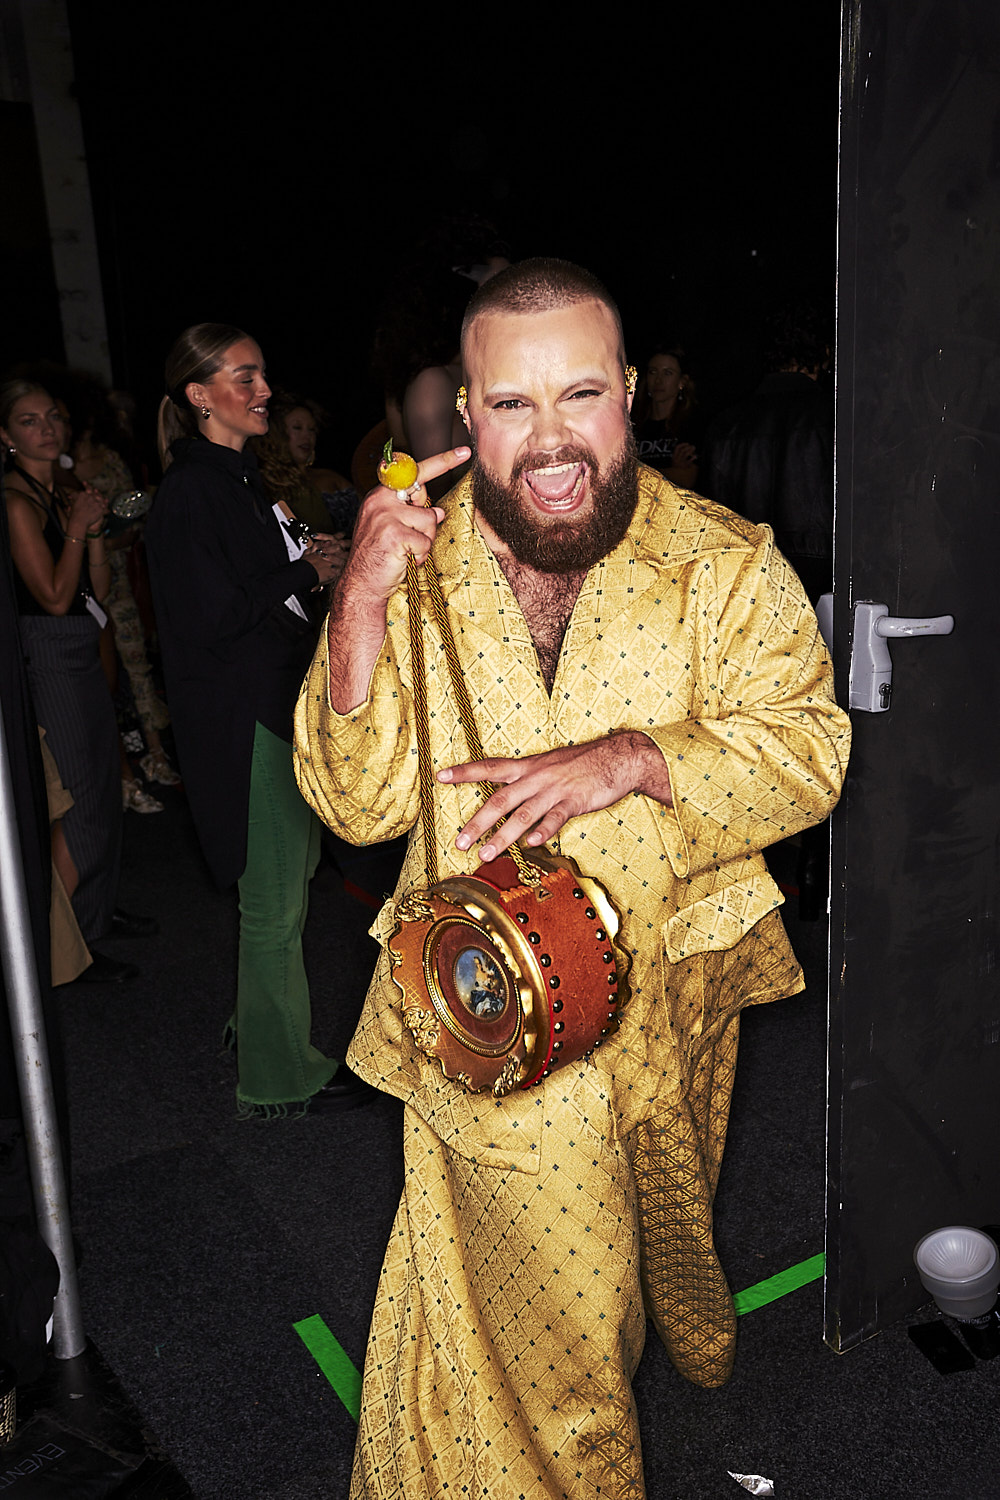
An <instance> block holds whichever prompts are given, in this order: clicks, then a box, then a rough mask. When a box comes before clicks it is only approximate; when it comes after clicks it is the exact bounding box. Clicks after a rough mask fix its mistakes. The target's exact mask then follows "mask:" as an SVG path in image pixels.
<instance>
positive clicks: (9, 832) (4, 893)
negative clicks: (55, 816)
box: [0, 703, 87, 1359]
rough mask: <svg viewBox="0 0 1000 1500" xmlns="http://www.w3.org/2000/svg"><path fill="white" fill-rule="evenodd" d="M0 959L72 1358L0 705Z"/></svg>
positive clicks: (16, 849)
mask: <svg viewBox="0 0 1000 1500" xmlns="http://www.w3.org/2000/svg"><path fill="white" fill-rule="evenodd" d="M0 957H1V959H3V978H4V983H6V987H7V1005H9V1010H10V1034H12V1037H13V1053H15V1059H16V1068H18V1079H19V1083H21V1115H22V1118H24V1134H25V1139H27V1151H28V1163H30V1166H31V1184H33V1187H34V1209H36V1214H37V1226H39V1233H40V1235H42V1239H43V1241H45V1244H46V1245H48V1247H49V1250H51V1251H52V1254H54V1256H55V1260H57V1262H58V1277H60V1280H58V1295H57V1298H55V1308H54V1328H52V1349H54V1352H55V1358H57V1359H73V1358H75V1356H76V1355H81V1353H82V1352H84V1349H85V1344H87V1335H85V1334H84V1323H82V1316H81V1311H79V1292H78V1287H76V1259H75V1256H73V1241H72V1233H70V1224H69V1203H67V1200H66V1178H64V1173H63V1154H61V1148H60V1142H58V1124H57V1119H55V1101H54V1097H52V1074H51V1068H49V1062H48V1046H46V1040H45V1020H43V1016H42V996H40V992H39V984H37V969H36V966H34V944H33V941H31V924H30V921H28V903H27V894H25V889H24V868H22V865H21V850H19V847H18V816H16V807H15V802H13V783H12V780H10V760H9V757H7V738H6V732H4V727H3V703H0Z"/></svg>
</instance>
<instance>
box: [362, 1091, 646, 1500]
mask: <svg viewBox="0 0 1000 1500" xmlns="http://www.w3.org/2000/svg"><path fill="white" fill-rule="evenodd" d="M550 1113H552V1116H553V1118H552V1119H549V1121H546V1127H544V1131H543V1146H541V1152H543V1157H541V1164H540V1173H538V1176H532V1175H528V1173H522V1172H501V1170H498V1169H495V1167H486V1166H483V1164H480V1163H475V1161H471V1160H469V1158H466V1157H462V1155H459V1154H457V1152H454V1151H451V1149H448V1148H447V1146H444V1145H442V1143H441V1142H439V1139H438V1137H436V1136H435V1133H433V1131H432V1130H429V1127H427V1125H426V1124H424V1122H423V1121H421V1119H418V1116H417V1115H415V1113H414V1112H412V1110H409V1109H408V1110H406V1116H405V1128H403V1140H405V1173H406V1178H405V1187H403V1199H402V1202H400V1208H399V1214H397V1217H396V1224H394V1226H393V1232H391V1236H390V1244H388V1250H387V1253H385V1262H384V1265H382V1274H381V1278H379V1287H378V1295H376V1302H375V1313H373V1317H372V1332H370V1338H369V1349H367V1359H366V1364H364V1385H363V1391H361V1424H360V1430H358V1443H357V1451H355V1464H354V1479H352V1485H351V1496H352V1500H363V1497H364V1500H384V1497H390V1496H391V1497H403V1496H405V1497H406V1500H430V1497H433V1500H444V1497H450V1496H462V1497H466V1500H520V1497H522V1496H523V1497H526V1500H562V1497H567V1496H573V1500H597V1497H598V1496H600V1497H603V1500H625V1497H630V1500H633V1497H634V1500H642V1496H643V1494H645V1491H643V1482H642V1455H640V1448H639V1428H637V1422H636V1407H634V1403H633V1397H631V1377H633V1374H634V1370H636V1365H637V1364H639V1356H640V1355H642V1347H643V1338H645V1316H643V1308H642V1292H640V1286H639V1226H637V1221H636V1194H634V1190H633V1170H631V1145H630V1142H621V1140H619V1139H618V1134H616V1127H615V1116H613V1112H612V1107H610V1101H609V1098H607V1094H606V1091H604V1088H603V1080H601V1077H600V1074H598V1073H597V1070H595V1068H585V1067H583V1068H580V1070H579V1071H577V1073H574V1071H573V1070H570V1068H567V1070H565V1088H564V1094H562V1098H561V1101H559V1109H558V1110H555V1109H553V1110H552V1112H550Z"/></svg>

● ● ● ● ● ● ●

Assigned task
In the listing above, locate the line containing "box: [0, 703, 87, 1359]" and the line containing "rough mask: <svg". Transcribe those two lines and everything between them, exactly as written.

Solution for this task
box: [0, 703, 87, 1359]
rough mask: <svg viewBox="0 0 1000 1500" xmlns="http://www.w3.org/2000/svg"><path fill="white" fill-rule="evenodd" d="M0 959L72 1358L0 705Z"/></svg>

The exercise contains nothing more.